### [THE EXERCISE]
Rewrite the records below, replacing "Point out every instance of" with "Locate each" everywhere it occurs and leaving everything else unchanged.

>>>

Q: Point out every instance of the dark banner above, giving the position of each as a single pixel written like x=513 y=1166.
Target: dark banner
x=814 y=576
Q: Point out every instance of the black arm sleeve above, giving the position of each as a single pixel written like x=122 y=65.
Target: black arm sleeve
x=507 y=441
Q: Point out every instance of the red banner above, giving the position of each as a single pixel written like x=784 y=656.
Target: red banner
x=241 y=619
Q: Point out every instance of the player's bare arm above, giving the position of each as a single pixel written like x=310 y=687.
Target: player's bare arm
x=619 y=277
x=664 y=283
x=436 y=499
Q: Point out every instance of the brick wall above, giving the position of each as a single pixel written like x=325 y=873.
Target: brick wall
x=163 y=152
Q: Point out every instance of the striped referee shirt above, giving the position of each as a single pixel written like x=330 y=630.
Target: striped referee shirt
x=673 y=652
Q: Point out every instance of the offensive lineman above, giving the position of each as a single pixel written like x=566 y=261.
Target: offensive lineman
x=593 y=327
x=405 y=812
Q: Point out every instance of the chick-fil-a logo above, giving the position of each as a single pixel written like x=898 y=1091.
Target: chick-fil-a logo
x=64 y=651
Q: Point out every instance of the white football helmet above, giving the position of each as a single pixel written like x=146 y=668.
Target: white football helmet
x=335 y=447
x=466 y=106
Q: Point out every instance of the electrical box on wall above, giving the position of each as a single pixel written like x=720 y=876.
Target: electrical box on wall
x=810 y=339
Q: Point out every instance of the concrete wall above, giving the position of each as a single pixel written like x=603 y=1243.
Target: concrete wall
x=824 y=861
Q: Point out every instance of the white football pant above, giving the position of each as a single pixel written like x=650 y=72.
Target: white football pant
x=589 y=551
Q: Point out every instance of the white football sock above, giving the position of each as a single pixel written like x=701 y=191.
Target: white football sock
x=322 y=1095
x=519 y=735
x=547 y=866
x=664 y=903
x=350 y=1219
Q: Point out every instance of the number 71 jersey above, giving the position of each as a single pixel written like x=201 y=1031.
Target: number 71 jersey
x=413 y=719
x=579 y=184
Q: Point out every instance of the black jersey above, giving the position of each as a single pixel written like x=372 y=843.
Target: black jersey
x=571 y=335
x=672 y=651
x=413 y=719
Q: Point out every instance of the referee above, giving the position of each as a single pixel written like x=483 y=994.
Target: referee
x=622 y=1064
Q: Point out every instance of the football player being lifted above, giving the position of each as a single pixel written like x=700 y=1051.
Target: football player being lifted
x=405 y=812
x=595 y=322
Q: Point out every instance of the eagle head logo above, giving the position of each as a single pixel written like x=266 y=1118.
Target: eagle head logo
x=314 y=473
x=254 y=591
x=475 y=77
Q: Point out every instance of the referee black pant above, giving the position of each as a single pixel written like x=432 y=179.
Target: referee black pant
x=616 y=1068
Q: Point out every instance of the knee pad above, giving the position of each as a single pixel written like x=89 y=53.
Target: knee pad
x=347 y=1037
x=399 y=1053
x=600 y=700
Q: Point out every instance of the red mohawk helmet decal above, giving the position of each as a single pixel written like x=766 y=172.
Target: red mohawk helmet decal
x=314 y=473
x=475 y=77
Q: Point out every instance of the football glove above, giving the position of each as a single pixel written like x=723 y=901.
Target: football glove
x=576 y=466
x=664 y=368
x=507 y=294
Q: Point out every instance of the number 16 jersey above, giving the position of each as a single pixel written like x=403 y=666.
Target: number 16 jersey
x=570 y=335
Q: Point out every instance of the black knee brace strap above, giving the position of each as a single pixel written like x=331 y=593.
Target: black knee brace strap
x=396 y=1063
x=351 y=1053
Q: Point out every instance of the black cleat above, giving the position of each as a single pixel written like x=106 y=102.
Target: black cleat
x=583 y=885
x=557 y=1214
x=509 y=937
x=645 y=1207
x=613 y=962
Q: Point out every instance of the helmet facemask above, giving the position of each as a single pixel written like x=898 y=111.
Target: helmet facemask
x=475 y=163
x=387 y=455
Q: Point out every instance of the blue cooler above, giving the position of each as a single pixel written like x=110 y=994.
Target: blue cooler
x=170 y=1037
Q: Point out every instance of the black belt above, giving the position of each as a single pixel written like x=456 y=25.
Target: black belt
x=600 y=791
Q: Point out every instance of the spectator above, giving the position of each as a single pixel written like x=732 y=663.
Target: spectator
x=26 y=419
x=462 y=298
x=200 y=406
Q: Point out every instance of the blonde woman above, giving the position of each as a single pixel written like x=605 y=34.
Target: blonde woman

<<<

### [COMPLETE OUTPUT]
Q: Locate each the dark banner above, giving the position of each as a single pixel written like x=513 y=1166.
Target: dark banner
x=814 y=576
Q: Locate each the black arm sleeve above, giving the position of each as a single pixel written like x=122 y=65.
Target: black arm sleeve
x=507 y=441
Q: Locate each the red banner above, giving the position of each as a single pixel written like x=784 y=656.
Target: red banner
x=241 y=619
Q: Locate each the player's bare arm above, giving the position of each as a single pixel written like x=310 y=687.
Target: player's bare arm
x=619 y=277
x=664 y=283
x=436 y=499
Q: Locate each the brick wall above, giving the position of each as a single pixel written like x=325 y=873.
Target: brick wall
x=163 y=152
Q: Locate each the striped referee shirt above, giving the position of each as a single pixel written like x=330 y=630.
Target: striped referee shirt
x=673 y=652
Q: Locate each the offensive lineman above, giving the position of each as a single pixel written like x=566 y=261.
Target: offensive lineman
x=593 y=327
x=405 y=812
Q: Locate each the chick-fil-a logo above, giving the position of each as a single pixel written like x=898 y=1091.
Target: chick-fil-a logo
x=64 y=651
Q: Locate each the white football helmet above, giving the position of each as a single pixel written like x=146 y=668.
Target: white football helmet
x=335 y=447
x=466 y=106
Q: Locate each the electrical box on wall above, giving the position of each as a single pixel written like x=720 y=876.
Target: electrical box on wall
x=810 y=339
Q: Locate each the concrete wall above, giving the position of each as a single pixel written like x=603 y=1243.
Target: concrete wall
x=824 y=861
Q: Locate each the white football pant above, giving the position of each as a single pixel written like x=650 y=72.
Target: white football pant
x=589 y=551
Q: Locate each the white football sock above, giving the position of each as a single pixel written like x=701 y=191.
Target: white football sock
x=322 y=1095
x=519 y=735
x=547 y=866
x=664 y=903
x=350 y=1219
Q: Locate each the number 71 jersey above, giving the position of each as a single pixel written like x=201 y=1031.
Target: number 71 jersey
x=413 y=719
x=579 y=184
Q: Locate each the black jersey above, giving the position of each as a single pixel written like x=372 y=843.
Target: black jersey
x=571 y=335
x=672 y=651
x=413 y=719
Q: Locate each the referee above, giving the position of each as a single pixel written like x=483 y=994.
Target: referee
x=622 y=1064
Q: Locate each the football player being lifted above, giving the position of each as a single pixel written like x=700 y=1051.
Target: football player being lifted
x=405 y=812
x=595 y=322
Q: Locate each the eagle head logo above, giving the position of each as a single pixel written like x=266 y=1118.
Target: eagle head logo
x=314 y=473
x=254 y=591
x=475 y=77
Q: Locate each the referee black pant above, giving the position of each as a single pixel written like x=432 y=179.
Target: referee black pant
x=616 y=1068
Q: Locate each the knee pad above, giving the position of each as a single pixel written like x=89 y=53.
Target: knee pad
x=347 y=1037
x=399 y=1053
x=600 y=700
Q: Locate each the red mohawk helmet decal above, giving the position of each as a single pixel written like x=766 y=172.
Target: red mohawk helmet decal
x=314 y=473
x=475 y=77
Q: Locate each the football glove above, giving the position of each as a single pixel written like x=723 y=901.
Target: football glove
x=576 y=466
x=664 y=368
x=507 y=294
Q: Locate each the number 16 jersey above, giving the position of each as a single pixel written like x=403 y=666.
Target: number 16 jersey
x=570 y=335
Q: Locate each the black knee brace strap above, giving the position of each as a single pixel written like x=331 y=593.
Target: black knee brace strap
x=396 y=1063
x=351 y=1053
Q: Locate each the black cleat above, giving the position of each as a single pixel written like x=106 y=102.
Target: black cleat
x=583 y=885
x=557 y=1214
x=509 y=937
x=645 y=1207
x=613 y=962
Q: Locate each the helmet facemask above, giving the position of each as a single pixel written like x=898 y=111.
Target: helmet facemask
x=475 y=163
x=387 y=455
Q: Locate each the blue cooler above, giving the position of each as a single pixel written like x=110 y=994.
Target: blue cooler
x=170 y=1037
Q: Locate each the black belt above, giving the position of each as a single pixel written like x=456 y=25.
Target: black belt
x=600 y=791
Q: Locate each the spectator above, giving the position of each as a single pixel written like x=732 y=663.
Target: spectator
x=26 y=419
x=462 y=298
x=200 y=406
Q: Locate each the blonde woman above, giving the position of each as a single pixel written like x=605 y=34.
Target: blonde woman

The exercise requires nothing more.